__SELECTED EXCERPT__:
# Confused Du(d/n)e



## Wilberfaust (Apr 3, 2010)

:yikes:Hey Guys, Anyone checked-out the recent Suite of Media Players from HDI Dune. It creates utter confusion on Blu Ray & Media Player new purchasers. They've release several HD models in the past weeks:yikes:- from Pro to Max to Smart & now Lite. Please share your experience & views here. Including, what would be each one's competitive set. I reckon the Max is aimed at Oppo with its audiophile focus...:yikes:


----------



## wbassett (Feb 8, 2007)

I don't personally have a Dune to test but I have heard very good things about them. The PCH also gets good reviews but I personally feel the price is a bit too high. I guess if this is your main player and it has an internal BD drive then it can be justified, but one of the things about a media streamer is putting them throughout the house. That's when the price point starts to get too high in my opinion... but also keep in mind, that's my opinion!


----------



## Harold Dale (Jun 26, 2006)

__WHAT THIS TASK INVOLVES__: Continue the forum thread about the HDI Dune media players from the point where it stops, beginning with the post under its last header.

__MATERIAL SHOWN__:
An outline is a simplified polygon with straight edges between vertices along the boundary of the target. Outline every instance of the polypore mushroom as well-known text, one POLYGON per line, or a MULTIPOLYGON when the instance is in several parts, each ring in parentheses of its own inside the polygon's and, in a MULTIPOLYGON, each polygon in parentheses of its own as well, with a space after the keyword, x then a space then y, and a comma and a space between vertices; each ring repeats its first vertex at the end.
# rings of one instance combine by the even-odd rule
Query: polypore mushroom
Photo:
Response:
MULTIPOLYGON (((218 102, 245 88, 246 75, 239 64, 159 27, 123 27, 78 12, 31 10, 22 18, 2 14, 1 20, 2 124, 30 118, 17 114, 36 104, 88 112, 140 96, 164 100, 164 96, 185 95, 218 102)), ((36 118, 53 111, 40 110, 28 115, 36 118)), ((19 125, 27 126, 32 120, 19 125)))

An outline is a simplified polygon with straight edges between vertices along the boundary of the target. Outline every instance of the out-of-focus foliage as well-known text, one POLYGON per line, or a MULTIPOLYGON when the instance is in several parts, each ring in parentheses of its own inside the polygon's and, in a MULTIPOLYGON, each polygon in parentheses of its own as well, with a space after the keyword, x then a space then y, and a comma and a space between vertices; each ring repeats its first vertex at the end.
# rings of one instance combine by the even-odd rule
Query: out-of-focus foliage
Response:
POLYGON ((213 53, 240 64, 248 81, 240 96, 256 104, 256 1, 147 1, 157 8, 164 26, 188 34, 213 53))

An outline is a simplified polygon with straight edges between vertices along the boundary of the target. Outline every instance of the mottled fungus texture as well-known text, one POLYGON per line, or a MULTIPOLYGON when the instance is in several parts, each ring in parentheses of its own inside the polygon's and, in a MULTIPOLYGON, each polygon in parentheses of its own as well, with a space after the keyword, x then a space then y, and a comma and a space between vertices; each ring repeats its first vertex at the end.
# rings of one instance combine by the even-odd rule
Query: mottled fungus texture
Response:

__WRITTEN RESPONSE__:
The Dune products look nice, but I keep reading issues about the company taking a very long time to work out issues, this is why I'm leaning towards the C-200. The C-200 is 299, if you throw in a 50 dollar BD drive you're looking at 350. The HDI Dune Max is 499 for basically the same setup. It seems that the Popcorn Hour company seems to be a bit more on top of their firmware issues as well. Both are great products from what I hear though.


----------



## wbassett (Feb 8, 2007)

And then there is also the PlayOn!HD for half those prices and the units I am testing are playing everything I have thrown at it so far, and it has built in YAMJ too...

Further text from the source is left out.